_Task statement_
Reproduce every item below without changing a single character.

_Record list_
'''
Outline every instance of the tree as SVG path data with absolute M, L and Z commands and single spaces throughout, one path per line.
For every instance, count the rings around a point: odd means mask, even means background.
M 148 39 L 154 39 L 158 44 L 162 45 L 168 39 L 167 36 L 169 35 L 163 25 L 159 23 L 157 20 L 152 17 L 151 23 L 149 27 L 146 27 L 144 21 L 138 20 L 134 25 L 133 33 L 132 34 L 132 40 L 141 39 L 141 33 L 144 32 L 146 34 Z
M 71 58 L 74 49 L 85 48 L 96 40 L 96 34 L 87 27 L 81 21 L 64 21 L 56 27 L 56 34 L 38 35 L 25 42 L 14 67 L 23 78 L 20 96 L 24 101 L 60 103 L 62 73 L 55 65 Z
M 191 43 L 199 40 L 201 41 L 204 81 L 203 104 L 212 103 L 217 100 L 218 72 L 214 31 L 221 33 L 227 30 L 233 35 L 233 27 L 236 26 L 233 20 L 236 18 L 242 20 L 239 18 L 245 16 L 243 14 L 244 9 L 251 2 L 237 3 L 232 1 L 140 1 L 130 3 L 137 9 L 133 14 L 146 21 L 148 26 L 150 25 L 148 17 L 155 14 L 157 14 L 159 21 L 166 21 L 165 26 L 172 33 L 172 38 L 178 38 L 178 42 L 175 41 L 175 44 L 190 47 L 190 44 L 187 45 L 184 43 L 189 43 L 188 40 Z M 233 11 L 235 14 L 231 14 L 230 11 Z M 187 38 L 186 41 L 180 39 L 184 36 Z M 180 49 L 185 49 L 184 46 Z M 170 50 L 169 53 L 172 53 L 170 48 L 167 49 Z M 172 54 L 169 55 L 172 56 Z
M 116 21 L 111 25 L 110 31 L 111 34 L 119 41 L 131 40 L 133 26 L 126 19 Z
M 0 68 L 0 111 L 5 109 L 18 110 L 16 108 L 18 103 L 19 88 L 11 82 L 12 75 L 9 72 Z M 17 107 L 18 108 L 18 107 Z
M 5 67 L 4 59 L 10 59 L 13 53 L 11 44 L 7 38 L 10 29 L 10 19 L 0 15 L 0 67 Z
'''
_Full answer_
Outline every instance of the tree as SVG path data with absolute M, L and Z commands and single spaces throughout, one path per line.
For every instance, count the rings around a point: odd means mask, even means background.
M 148 39 L 154 39 L 158 44 L 162 45 L 168 39 L 167 36 L 169 35 L 163 25 L 159 23 L 157 20 L 152 17 L 151 23 L 149 27 L 146 27 L 144 21 L 138 20 L 134 25 L 133 33 L 132 34 L 132 40 L 141 39 L 141 33 L 144 32 L 146 34 Z
M 71 58 L 74 49 L 85 48 L 96 40 L 96 34 L 87 27 L 81 21 L 64 21 L 56 27 L 56 34 L 38 35 L 25 42 L 14 67 L 23 78 L 20 96 L 24 101 L 60 103 L 62 73 L 55 65 Z
M 191 43 L 199 40 L 201 41 L 204 81 L 203 104 L 212 103 L 217 100 L 218 72 L 214 31 L 221 33 L 227 30 L 233 35 L 233 27 L 236 26 L 233 20 L 236 18 L 242 20 L 239 18 L 245 16 L 243 14 L 244 9 L 251 2 L 237 3 L 232 1 L 140 1 L 130 3 L 137 9 L 133 14 L 146 21 L 148 26 L 150 25 L 148 17 L 155 14 L 157 14 L 159 21 L 166 21 L 165 26 L 172 33 L 172 38 L 178 38 L 178 42 L 175 41 L 175 44 L 190 47 L 190 44 L 187 45 L 184 43 L 189 43 L 188 40 Z M 233 11 L 235 14 L 231 14 L 230 11 Z M 187 38 L 186 41 L 180 39 L 184 36 Z M 180 49 L 185 49 L 184 46 Z M 170 50 L 169 53 L 172 53 L 170 48 L 167 49 Z M 172 54 L 169 55 L 172 56 Z
M 116 21 L 111 25 L 110 31 L 111 34 L 119 41 L 131 40 L 133 26 L 126 19 Z
M 0 68 L 0 111 L 5 109 L 18 110 L 16 108 L 18 103 L 19 88 L 11 82 L 12 75 L 9 72 Z M 17 107 L 18 108 L 18 107 Z
M 5 67 L 4 59 L 10 59 L 13 53 L 11 44 L 7 38 L 10 29 L 10 19 L 0 15 L 0 67 Z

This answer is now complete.